What is expected
Pick out every line in the material below that contains the word "cloud", and copy each one.

|---|

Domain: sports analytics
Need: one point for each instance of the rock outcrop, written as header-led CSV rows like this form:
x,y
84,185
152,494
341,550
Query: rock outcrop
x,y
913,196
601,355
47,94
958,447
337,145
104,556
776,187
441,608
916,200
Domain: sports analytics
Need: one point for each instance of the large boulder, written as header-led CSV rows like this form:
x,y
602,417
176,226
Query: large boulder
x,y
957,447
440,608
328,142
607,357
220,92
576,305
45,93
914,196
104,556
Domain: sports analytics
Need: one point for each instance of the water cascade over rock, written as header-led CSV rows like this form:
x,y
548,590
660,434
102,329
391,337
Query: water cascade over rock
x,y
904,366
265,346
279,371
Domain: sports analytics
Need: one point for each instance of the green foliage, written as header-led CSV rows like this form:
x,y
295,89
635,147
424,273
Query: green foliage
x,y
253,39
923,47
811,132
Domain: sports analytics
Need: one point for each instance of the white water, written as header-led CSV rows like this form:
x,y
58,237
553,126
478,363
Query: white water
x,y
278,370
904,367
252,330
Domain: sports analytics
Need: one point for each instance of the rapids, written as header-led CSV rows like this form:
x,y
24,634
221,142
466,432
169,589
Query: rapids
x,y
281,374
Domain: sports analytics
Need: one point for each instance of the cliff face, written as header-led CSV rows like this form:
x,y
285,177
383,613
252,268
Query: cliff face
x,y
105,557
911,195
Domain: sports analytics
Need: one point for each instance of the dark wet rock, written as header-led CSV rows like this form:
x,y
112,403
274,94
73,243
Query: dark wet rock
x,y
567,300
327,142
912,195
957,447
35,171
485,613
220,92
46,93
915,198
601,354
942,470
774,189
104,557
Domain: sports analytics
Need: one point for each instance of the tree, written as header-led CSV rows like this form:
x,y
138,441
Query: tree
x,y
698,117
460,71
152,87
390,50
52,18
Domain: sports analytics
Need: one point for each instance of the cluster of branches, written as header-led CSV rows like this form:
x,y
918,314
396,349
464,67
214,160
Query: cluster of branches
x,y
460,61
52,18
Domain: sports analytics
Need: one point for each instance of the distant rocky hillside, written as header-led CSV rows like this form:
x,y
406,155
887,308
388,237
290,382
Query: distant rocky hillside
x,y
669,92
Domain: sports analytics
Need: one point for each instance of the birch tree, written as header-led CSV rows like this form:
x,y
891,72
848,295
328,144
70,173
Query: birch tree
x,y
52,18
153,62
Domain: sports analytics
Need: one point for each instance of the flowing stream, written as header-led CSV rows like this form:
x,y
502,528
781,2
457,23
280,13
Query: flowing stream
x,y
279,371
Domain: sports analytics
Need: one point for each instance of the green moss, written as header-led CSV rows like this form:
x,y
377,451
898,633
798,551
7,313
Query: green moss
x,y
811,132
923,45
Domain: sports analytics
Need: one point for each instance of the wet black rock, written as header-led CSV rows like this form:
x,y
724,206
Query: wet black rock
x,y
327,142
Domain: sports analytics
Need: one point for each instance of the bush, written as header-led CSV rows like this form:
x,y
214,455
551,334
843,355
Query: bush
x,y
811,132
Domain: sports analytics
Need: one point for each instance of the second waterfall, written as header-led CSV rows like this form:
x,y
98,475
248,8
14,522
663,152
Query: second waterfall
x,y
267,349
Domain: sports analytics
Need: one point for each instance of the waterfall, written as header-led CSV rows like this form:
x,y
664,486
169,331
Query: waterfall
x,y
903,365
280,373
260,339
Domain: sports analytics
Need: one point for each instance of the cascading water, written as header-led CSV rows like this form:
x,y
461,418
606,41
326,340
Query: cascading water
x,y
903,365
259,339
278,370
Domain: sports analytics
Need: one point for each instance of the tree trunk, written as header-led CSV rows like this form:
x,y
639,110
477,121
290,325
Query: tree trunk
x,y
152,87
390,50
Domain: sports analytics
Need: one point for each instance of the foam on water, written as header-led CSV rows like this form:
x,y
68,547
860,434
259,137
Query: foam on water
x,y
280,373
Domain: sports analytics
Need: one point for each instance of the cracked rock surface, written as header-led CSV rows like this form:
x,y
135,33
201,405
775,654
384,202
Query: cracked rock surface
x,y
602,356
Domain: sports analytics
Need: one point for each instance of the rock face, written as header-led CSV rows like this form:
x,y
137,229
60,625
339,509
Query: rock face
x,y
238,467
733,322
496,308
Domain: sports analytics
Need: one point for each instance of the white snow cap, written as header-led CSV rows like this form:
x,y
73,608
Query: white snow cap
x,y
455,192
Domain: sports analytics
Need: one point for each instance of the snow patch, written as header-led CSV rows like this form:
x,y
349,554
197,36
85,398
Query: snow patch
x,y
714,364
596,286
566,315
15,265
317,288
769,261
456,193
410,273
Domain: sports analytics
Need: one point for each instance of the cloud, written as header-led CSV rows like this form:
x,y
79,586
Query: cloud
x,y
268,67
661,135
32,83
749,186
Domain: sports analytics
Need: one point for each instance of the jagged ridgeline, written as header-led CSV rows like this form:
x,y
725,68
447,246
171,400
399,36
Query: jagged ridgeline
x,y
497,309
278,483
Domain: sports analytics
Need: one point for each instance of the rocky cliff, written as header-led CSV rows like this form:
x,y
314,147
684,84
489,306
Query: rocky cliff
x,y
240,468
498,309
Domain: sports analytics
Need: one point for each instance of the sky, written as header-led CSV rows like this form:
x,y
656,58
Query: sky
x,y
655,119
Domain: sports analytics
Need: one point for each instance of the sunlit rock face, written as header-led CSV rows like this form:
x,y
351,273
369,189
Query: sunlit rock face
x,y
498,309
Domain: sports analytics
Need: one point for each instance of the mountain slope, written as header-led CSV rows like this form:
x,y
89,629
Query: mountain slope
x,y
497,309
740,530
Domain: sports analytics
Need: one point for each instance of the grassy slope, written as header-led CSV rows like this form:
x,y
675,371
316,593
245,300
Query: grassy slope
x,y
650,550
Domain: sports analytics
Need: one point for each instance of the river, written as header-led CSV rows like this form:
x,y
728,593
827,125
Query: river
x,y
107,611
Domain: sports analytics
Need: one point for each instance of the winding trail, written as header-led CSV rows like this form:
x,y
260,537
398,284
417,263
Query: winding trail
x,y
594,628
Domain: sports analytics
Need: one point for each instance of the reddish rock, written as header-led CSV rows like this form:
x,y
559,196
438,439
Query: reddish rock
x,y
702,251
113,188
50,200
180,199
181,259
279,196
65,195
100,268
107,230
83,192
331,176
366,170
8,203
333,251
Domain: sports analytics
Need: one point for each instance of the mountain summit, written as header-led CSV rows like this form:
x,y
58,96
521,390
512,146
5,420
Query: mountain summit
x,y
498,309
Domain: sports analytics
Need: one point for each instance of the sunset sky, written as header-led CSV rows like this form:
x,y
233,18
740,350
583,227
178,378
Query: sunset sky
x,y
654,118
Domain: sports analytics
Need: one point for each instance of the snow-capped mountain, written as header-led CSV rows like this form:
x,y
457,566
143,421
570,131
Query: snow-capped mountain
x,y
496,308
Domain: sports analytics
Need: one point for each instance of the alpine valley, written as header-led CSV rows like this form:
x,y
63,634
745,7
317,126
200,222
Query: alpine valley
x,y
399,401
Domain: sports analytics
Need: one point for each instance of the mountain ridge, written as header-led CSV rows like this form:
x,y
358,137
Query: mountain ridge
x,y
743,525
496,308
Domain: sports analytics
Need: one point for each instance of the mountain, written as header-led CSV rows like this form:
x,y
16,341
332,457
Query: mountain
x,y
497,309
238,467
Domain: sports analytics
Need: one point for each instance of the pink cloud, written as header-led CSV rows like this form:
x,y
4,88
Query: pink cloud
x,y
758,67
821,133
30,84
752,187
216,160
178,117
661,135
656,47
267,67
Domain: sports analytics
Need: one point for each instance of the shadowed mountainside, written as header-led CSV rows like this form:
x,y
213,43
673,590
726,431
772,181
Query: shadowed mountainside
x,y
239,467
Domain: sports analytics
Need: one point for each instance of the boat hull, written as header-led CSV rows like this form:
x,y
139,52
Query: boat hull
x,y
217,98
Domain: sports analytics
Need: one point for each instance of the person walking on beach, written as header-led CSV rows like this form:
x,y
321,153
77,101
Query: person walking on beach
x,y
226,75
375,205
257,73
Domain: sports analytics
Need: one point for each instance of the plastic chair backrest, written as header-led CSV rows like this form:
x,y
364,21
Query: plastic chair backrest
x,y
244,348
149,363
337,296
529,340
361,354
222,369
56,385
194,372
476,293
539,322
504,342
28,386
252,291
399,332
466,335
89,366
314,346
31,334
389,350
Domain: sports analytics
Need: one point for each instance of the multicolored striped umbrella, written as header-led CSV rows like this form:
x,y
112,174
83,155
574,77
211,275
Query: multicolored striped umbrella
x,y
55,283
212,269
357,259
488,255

|---|

Answer to the exercise
Need: one point for each instance of the cloud, written as header-led CSV rows like this form:
Query: cloud
Need: one point for each instance of the pink cloud, written as header-led CSV rows like this form:
Query: pink cloud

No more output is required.